### Excerto fornecido

□ □ □ □ □

Thursday, October 05, 2006

Qual o caminho?


Como era bom se o respeito e aprumo emocional dos portugueses fosse medido com base, por exemplo, não na quantidade de beatas, pastilhas, excrementos caninos e eventualmente humanos, pequenos volumes de saliva vindos das entranhas do organismo ao som de um rasgar de garganta que compete com o mais antigo motor de um tractor agrícola a arrancar em manhã fria de Inverno, restos de materiais que não trazem valor acrescentado lá em casa... enfim... e fosse medido pela forma como inconscientemente respondemos quando solicitados a auxiliar um indivíduo perdido algures pelo nosso Portugal. Senão vejamos...
A última vez que parei o carro, abri a janela e, reduzindo o volume do auto-rádio, pedi claramente ajuda para ir ter ao meu destino foi, há 3 dias, algures perto de Mafra. Meus amigos, garanto-vos que este episódio é verídico!
Nota: o indíviduo, aparentando 70-80 anos estava de boina, e havia uma corda que, numa extremidade tinha a mão do indivíduo e, na outra, um burro. Vamos considerar o indivíduo como TMB (Ti Manel do Burrico).
Eu: Boa tarde, amigo! Como é que vou para o Turcifal?
TMB: Olhando assim, parece que vai de carro!
(reconheço que por momentos vacilei entre o sorriso e a vontade de atropelar o burro que não tinha culpa nenhuma)

□ □ □ □ □

(Itens armazenados)
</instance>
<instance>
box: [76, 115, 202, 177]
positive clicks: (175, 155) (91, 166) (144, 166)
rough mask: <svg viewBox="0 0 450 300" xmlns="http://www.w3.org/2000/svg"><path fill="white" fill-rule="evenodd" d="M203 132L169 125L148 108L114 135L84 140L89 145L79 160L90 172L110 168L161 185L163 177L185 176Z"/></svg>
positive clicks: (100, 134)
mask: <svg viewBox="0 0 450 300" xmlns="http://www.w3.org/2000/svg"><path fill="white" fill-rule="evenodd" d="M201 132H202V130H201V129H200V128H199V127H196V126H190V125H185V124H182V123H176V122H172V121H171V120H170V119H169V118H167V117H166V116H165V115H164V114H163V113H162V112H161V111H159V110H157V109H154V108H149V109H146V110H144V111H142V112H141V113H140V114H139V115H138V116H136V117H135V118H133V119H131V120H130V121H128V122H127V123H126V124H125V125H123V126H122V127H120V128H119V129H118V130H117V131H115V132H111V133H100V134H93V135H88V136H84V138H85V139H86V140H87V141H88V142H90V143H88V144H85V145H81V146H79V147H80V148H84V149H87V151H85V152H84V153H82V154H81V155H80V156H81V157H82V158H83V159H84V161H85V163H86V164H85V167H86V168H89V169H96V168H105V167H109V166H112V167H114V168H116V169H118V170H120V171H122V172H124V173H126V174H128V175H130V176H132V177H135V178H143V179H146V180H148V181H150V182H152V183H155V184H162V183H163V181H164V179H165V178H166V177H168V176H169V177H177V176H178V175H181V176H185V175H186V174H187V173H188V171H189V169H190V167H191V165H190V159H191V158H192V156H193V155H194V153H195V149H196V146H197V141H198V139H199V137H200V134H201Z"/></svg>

□ □ □ □ □

### Instruções
A. Pode transcrever o trecho do texto sobre pedir indicações que começa em "Nota: o indíviduo, aparentando" e termina em "vai de carro!"?
B. Como resumiria em duas frases o texto sobre pedir indicações?
C. Consegue dar seguimento ao texto sobre pedir indicações a partir do ponto em que termina?

### Respostas por item
A.
Nota: o indíviduo, aparentando 70-80 anos estava de boina, e havia uma corda que, numa extremidade tinha a mão do indivíduo e, na outra, um burro. Vamos considerar o indivíduo como TMB (Ti Manel do Burrico).
Eu: Boa tarde, amigo! Como é que vou para o Turcifal?
TMB: Olhando assim, parece que vai de carro!

B. O texto deseja que o respeito e o aprumo emocional dos portugueses fossem medidos não pela sujidade deixada nas ruas, mas pela forma como respondem quando alguém perdido lhes pede ajuda. Como exemplo, relata-se que, há três dias, perto de Mafra, se perguntou a um homem de boina que levava um burro por uma corda como ir para o Turcifal, e ele respondeu apenas que parecia que se ia de carro.

C.
Eu: (sorri)
TMB: Olhe (apoiou-se no carro com a mão livre), você está de carro ou a pé?
(neste momento já estava um primeiro carro parado atrás e começa a sentir-se aquela vontade de deixar de ser simpático e arrancar, mesmo perdido).
Eu: sorri (mas pouco)
TMB: Voxê faz axim, `tá a ver ali aquela estrada redonda (era uma rotunda...), não vira para lado nenhum, vai xempre em frente. Ósdespois "há-dem" aparecer uns xinais e voxê xe tiver vermelho pára.
(Começo a perceber que tenho aqui um amigo com quem seria interessante ter uma conversa a beber uma coca-cola (os átomos da cerveja e o meu organismo repelem-se mutuamente) e uns tremoços mas num café, não numa fila de 3 ou 4 carros e 1 moto (o burro preenchia o único espaço livre da estrada) que entretanto esperavam que eu andasse).
Eu: e depois é sempre em frente... pergunto a alguém lá mais para a frente (tentando apressar).
TMB: É em frente mas ósdespois vira à direita (e nisto o Ti Manel começa a desenhar com o braço esquerdo uma curva) ao pé do Zé Foices, xabe adonde éie, num xabe?
Eu: então não sei amigo? O Zé Foices! Já tou a ver tudo, já sei onde fica!
(sim... foi uma tentativa desesperada de andar, depois de escutar a primeira buzina). Enquanto olhava para o retrovisor, naqueles 3 segundos de perplexidade perante o episódio que estamos a viver, senti a loucura a apoderar-se de mim... 15 carros parados atrás, um louco agarrado a uma burra ou vice-versa, um Zé Foices algures aqui perto e associei-me a este quadro patológico pouco animador porque me ocorreu Zé Foices... deve ser Zé da parte do pai e Foices da parte da mãe... e se o pai fosse Licínio Ceifeira e a mãe Lucília Debulhadora... tirei os olhos do retrovisor e lancei um muito obrigado...
TMB: Prontos, então já xabe, ali na estrada redonda num xe bote a virar para lado nenhum! Depois é sempre em frente até aparexerem uns xinais...
(engrenei a primeira e aliviei a embraiagem suaves centímetros, sempre agradecendo).
Eu: pronto, meu amigo! Obrigado! Obrigado!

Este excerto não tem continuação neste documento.